> _Point localization data_:
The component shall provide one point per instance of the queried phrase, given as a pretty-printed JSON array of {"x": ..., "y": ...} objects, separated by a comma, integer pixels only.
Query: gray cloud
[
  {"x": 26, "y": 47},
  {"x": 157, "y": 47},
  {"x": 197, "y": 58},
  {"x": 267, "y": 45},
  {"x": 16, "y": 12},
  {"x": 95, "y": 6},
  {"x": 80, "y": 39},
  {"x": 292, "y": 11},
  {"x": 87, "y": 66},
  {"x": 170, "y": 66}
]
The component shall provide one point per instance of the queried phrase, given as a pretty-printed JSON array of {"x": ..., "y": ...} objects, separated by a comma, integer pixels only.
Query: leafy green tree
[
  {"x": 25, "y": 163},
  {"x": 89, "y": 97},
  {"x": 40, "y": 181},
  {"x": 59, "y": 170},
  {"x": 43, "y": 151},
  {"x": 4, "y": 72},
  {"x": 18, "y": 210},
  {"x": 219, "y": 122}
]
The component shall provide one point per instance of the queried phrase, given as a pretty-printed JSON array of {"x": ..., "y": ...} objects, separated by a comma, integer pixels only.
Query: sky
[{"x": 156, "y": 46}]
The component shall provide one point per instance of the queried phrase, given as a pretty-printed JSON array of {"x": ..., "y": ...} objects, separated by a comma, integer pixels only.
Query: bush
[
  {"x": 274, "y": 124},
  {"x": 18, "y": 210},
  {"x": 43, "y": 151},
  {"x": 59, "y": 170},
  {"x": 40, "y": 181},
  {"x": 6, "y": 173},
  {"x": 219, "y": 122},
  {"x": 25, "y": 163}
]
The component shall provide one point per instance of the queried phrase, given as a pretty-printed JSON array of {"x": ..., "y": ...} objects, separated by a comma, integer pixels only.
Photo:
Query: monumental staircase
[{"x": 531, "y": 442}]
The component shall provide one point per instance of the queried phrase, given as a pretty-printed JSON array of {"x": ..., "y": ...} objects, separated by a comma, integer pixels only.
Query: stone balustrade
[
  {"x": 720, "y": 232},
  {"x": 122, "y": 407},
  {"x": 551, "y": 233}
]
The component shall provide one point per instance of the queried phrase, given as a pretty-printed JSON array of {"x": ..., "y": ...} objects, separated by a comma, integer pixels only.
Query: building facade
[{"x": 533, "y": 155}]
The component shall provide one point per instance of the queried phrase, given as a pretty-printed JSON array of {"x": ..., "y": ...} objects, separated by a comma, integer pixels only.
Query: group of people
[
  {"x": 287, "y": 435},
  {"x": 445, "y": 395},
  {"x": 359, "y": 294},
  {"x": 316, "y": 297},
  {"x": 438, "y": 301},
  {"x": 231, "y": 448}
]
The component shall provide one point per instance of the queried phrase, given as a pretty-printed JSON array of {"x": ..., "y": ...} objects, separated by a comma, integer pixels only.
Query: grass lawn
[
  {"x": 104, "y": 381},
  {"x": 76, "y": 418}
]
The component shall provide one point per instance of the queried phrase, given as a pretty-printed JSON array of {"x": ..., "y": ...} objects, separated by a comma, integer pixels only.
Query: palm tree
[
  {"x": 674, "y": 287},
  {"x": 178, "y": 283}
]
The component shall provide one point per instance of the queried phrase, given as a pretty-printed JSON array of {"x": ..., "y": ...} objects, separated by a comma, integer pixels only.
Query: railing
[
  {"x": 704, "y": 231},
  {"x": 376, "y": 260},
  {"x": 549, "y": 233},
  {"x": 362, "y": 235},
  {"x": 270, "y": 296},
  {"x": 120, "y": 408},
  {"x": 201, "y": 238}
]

> _YOUR INSTRUCTIONS_: Write out every entry exactly as it appears.

> _REPLY_:
The component shall provide one point per instance of the queried phrase, given as a pretty-printed JSON array of {"x": ..., "y": ...} objects, separated by a comma, integer pixels only.
Query: gray cloud
[
  {"x": 26, "y": 47},
  {"x": 157, "y": 47},
  {"x": 197, "y": 58},
  {"x": 267, "y": 45},
  {"x": 16, "y": 12},
  {"x": 95, "y": 6},
  {"x": 80, "y": 39},
  {"x": 292, "y": 11},
  {"x": 87, "y": 66},
  {"x": 170, "y": 66}
]
The component shall provide one point per instance of the queried phrase, given as a pretty-printed JSON array of {"x": ..., "y": ...} objects, separated by a comma, integer pixels only.
Query: leafy green tree
[
  {"x": 25, "y": 163},
  {"x": 89, "y": 97},
  {"x": 40, "y": 181},
  {"x": 59, "y": 170},
  {"x": 43, "y": 151},
  {"x": 4, "y": 72},
  {"x": 18, "y": 210},
  {"x": 219, "y": 122}
]
The component shall provide one point per instance of the queried phrase, given as a pretty-printed JSON array of {"x": ..., "y": ...} objects, separated by a comma, integer pixels only.
Query: sky
[{"x": 156, "y": 46}]
The component shall provide one point per instance of the queried phrase, given as a pretty-printed JSON array of {"x": ..., "y": ...} objects, separated by a comma, integer pixels only.
Query: bush
[
  {"x": 274, "y": 124},
  {"x": 18, "y": 210},
  {"x": 43, "y": 151},
  {"x": 59, "y": 170},
  {"x": 40, "y": 181},
  {"x": 6, "y": 173},
  {"x": 219, "y": 122},
  {"x": 25, "y": 163}
]
The component shall provide one point per instance of the queried phrase, given as a pretty-printed JSON array of {"x": ..., "y": ...} objects, separated by a comma, integer pixels only.
Photo:
Query: monumental staircase
[{"x": 531, "y": 442}]
The component shall provide one point per instance of the queried phrase, given as a pretty-printed JSON array of {"x": ..., "y": ...} objects, separated by a comma, integer pixels only.
Query: stone balustrade
[
  {"x": 720, "y": 232},
  {"x": 122, "y": 407},
  {"x": 551, "y": 233}
]
The component shall provide one point per instance of the queried phrase, given as a pretty-printed JSON array of {"x": ..., "y": ...} objects, separated by a comma, integer pixels only.
Query: building facade
[{"x": 533, "y": 155}]
The component shall provide one point per instance of the queried phrase, given as a pretty-printed JSON array of {"x": ..., "y": ...} objects, separated by a comma, integer pixels only.
Query: group of people
[
  {"x": 287, "y": 435},
  {"x": 445, "y": 395},
  {"x": 359, "y": 294},
  {"x": 316, "y": 297},
  {"x": 438, "y": 301},
  {"x": 231, "y": 448}
]
The component shall provide one point per instance of the queried phrase, given as a pretty-printed JSON array of {"x": ..., "y": ...} objects, separated by a comma, integer pixels only.
Query: grass lawn
[
  {"x": 104, "y": 381},
  {"x": 76, "y": 418}
]
The component shall provide one point per instance of the queried phrase, given as a pretty-printed JSON array of {"x": ..., "y": ...} objects, separated by a comma, integer pixels only.
Query: palm tree
[
  {"x": 674, "y": 287},
  {"x": 178, "y": 283}
]
The component shall provide one point per instance of the queried phrase, given as a pretty-printed JSON array of {"x": ..., "y": ...} objects, separated by a comma, integer pixels only.
Query: railing
[
  {"x": 704, "y": 231},
  {"x": 376, "y": 260},
  {"x": 549, "y": 233},
  {"x": 362, "y": 235},
  {"x": 270, "y": 296},
  {"x": 120, "y": 408},
  {"x": 201, "y": 238}
]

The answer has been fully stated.